• Aim of the task: Rescale the lines from the one containing "[locate] the umbrella" through the one containing "x=454, y=55", both included, and write out only those lines, requests and all. Multiply each answer's x and y coordinates by 2.3 and round to whole numbers, halves up, but leave the numbers in the requests and their format samples as they are.

___ Extracted entries

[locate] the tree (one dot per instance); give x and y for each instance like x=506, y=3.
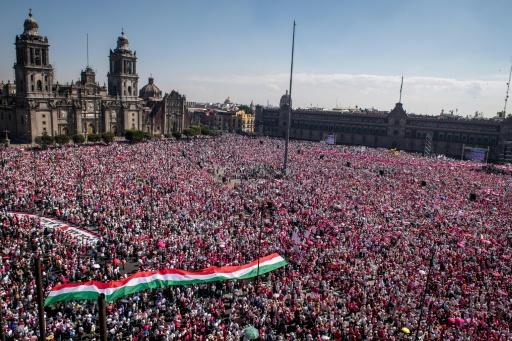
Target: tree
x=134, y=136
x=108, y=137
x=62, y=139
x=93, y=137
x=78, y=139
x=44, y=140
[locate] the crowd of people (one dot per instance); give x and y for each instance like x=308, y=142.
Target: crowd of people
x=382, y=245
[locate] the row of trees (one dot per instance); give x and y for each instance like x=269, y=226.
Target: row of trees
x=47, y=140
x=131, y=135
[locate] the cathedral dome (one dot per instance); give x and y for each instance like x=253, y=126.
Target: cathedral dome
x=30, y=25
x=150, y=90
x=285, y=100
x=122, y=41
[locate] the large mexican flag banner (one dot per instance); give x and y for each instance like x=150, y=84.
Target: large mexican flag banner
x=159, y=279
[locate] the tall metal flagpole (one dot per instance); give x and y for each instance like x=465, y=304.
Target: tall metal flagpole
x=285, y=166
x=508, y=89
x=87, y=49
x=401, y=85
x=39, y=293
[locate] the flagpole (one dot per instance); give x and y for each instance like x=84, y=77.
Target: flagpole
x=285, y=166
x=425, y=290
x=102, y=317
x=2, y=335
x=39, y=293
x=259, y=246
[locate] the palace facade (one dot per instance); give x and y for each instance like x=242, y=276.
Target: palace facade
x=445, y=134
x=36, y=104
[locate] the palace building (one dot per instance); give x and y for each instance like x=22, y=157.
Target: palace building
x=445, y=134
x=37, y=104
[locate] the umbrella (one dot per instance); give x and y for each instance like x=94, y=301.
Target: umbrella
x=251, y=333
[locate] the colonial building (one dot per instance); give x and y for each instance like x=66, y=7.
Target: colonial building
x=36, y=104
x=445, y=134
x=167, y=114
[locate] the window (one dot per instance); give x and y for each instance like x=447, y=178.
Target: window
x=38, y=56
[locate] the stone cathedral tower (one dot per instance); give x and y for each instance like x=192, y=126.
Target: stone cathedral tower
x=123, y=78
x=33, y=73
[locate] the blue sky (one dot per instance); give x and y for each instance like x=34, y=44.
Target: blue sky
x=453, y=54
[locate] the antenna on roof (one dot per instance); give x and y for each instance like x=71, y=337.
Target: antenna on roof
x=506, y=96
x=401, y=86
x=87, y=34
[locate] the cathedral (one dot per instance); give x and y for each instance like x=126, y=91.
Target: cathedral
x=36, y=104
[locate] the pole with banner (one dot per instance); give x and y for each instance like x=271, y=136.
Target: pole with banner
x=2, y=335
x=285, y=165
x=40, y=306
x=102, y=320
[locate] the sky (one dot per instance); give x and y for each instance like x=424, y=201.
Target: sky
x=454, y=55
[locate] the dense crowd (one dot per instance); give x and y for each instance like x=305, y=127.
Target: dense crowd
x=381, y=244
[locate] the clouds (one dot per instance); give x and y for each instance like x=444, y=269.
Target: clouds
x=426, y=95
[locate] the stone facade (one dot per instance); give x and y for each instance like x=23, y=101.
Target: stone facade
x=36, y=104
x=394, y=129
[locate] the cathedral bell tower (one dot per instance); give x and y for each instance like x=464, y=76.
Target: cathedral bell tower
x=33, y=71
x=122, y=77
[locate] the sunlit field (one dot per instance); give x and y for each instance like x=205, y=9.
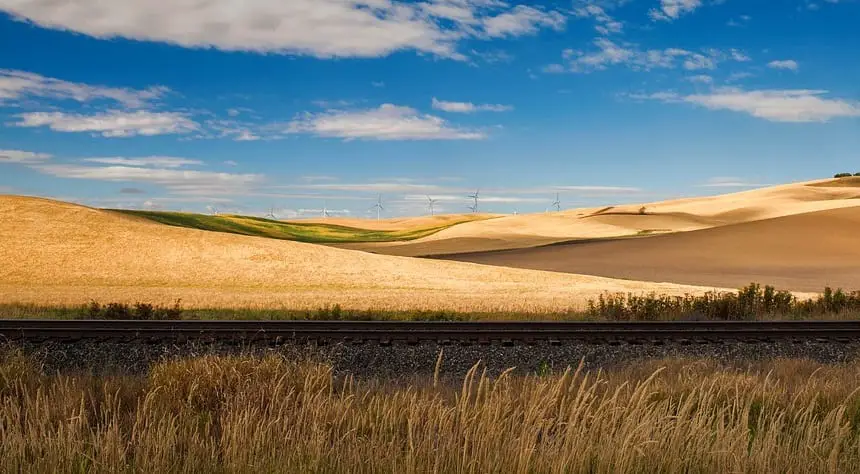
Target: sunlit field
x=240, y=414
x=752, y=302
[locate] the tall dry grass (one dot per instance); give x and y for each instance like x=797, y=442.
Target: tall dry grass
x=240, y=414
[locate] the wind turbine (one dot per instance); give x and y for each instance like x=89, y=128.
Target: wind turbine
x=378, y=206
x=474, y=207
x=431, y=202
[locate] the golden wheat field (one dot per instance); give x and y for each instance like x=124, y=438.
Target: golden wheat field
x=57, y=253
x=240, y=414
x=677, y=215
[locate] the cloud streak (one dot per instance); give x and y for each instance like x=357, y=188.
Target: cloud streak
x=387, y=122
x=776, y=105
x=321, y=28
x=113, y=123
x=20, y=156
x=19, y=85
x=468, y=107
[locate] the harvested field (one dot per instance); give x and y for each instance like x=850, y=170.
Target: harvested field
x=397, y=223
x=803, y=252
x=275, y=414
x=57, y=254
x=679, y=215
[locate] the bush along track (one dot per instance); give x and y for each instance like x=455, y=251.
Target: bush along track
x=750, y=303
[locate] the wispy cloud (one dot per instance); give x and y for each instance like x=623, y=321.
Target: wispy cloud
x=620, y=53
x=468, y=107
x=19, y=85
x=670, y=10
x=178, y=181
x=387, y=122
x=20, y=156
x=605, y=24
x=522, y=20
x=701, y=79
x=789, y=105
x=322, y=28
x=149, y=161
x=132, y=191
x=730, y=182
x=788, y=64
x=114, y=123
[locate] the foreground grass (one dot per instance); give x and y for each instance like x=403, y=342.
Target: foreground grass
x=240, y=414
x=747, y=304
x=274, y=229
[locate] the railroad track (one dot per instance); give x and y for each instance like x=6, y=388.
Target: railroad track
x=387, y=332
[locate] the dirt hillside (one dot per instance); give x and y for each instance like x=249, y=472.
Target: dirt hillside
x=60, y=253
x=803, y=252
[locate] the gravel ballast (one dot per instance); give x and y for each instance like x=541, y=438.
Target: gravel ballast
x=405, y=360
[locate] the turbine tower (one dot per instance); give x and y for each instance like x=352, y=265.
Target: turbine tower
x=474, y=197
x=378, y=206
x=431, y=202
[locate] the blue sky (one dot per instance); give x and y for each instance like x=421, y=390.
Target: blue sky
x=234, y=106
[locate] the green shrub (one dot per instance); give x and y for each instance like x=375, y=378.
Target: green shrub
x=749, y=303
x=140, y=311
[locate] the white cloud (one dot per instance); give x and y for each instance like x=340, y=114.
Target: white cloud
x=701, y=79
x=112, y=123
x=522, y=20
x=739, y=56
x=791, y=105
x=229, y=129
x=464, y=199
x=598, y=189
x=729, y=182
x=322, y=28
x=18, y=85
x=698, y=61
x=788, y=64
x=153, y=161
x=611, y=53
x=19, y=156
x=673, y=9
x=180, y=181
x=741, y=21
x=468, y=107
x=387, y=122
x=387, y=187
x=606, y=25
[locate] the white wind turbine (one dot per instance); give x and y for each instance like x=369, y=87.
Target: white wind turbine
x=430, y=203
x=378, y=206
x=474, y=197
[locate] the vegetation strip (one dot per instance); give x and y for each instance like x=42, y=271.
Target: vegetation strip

______
___ Extracted entries

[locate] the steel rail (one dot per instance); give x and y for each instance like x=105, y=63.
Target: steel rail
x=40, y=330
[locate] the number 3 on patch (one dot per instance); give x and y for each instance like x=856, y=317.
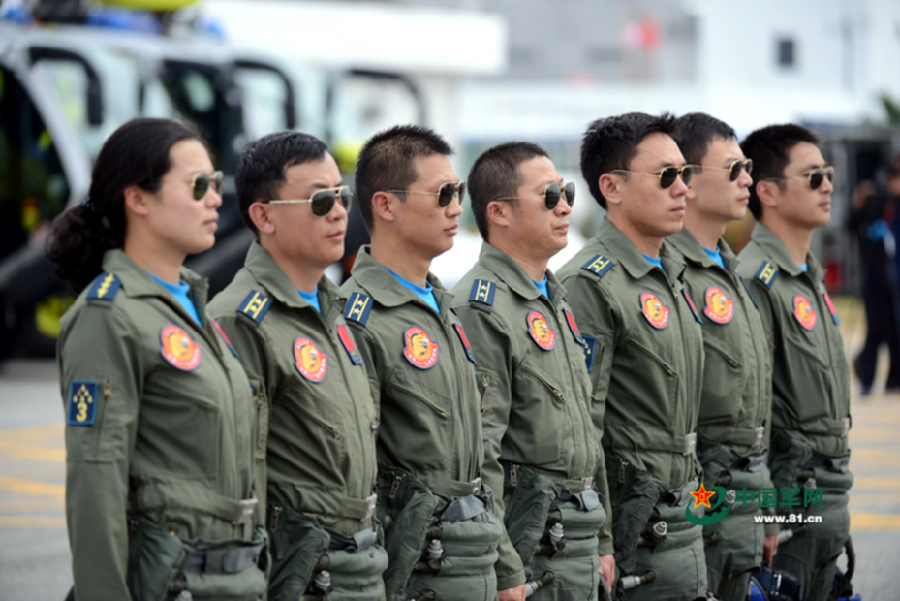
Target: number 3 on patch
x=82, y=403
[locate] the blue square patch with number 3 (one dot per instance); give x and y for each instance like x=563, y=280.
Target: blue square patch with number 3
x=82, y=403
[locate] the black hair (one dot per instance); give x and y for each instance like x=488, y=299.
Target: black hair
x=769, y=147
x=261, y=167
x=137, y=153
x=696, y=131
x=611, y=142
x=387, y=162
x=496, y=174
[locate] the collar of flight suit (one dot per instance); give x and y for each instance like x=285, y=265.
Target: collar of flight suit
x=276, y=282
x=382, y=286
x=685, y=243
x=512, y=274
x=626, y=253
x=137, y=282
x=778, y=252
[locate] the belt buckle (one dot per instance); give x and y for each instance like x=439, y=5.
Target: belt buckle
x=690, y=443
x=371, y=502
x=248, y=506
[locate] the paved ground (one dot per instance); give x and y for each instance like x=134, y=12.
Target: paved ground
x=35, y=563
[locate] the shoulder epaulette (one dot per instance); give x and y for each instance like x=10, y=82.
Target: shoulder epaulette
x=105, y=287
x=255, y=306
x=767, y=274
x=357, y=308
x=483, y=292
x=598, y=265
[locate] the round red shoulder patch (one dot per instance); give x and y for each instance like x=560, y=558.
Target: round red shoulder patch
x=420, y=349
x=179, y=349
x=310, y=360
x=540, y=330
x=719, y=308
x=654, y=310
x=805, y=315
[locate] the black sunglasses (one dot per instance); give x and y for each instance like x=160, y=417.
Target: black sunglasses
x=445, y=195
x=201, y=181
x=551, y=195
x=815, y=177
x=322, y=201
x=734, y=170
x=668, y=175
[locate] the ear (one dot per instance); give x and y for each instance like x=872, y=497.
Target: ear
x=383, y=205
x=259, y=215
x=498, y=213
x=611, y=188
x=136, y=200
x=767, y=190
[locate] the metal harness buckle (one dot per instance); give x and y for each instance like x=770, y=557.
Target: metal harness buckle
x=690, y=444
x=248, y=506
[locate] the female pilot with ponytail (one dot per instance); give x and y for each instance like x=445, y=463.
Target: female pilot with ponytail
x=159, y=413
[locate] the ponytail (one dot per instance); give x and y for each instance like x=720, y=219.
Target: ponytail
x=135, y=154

______

• Task response:
[locate] the umbrella (one dot per instance); give x and y for each instance like x=94, y=301.
Target: umbrella
x=577, y=766
[locate] the colonial building (one dot per instance); give x and y for each instance like x=66, y=7.
Target: colonial building
x=83, y=239
x=1024, y=308
x=384, y=262
[locate] the window (one dot per instance); give x and y for each instance like x=447, y=178.
Target: window
x=87, y=129
[locate] the stone cathedral tower (one dot per instance); give x and y for each instance like x=192, y=126.
Target: stone cathedral tower
x=283, y=179
x=76, y=168
[locate] the blue sky (one dot per instance); give x and y for each instance like x=34, y=44.
Target: blue sky
x=1042, y=124
[locate] the antenna on roof (one dot per instance); give x and y for each instance like x=71, y=337.
Target: antenna on roof
x=1164, y=221
x=922, y=198
x=200, y=78
[locate] the cathedral (one dot per instance); give x and y for each instance like x=126, y=91.
Target: cathedral
x=83, y=239
[locate] the pole with banner (one dot per instance); give x and y for each instance like x=271, y=136.
Target: pole with banner
x=5, y=771
x=656, y=380
x=92, y=704
x=235, y=736
[locate] the sky (one dot per instance); give x and y for each instance like x=424, y=201.
Target: sky
x=1044, y=127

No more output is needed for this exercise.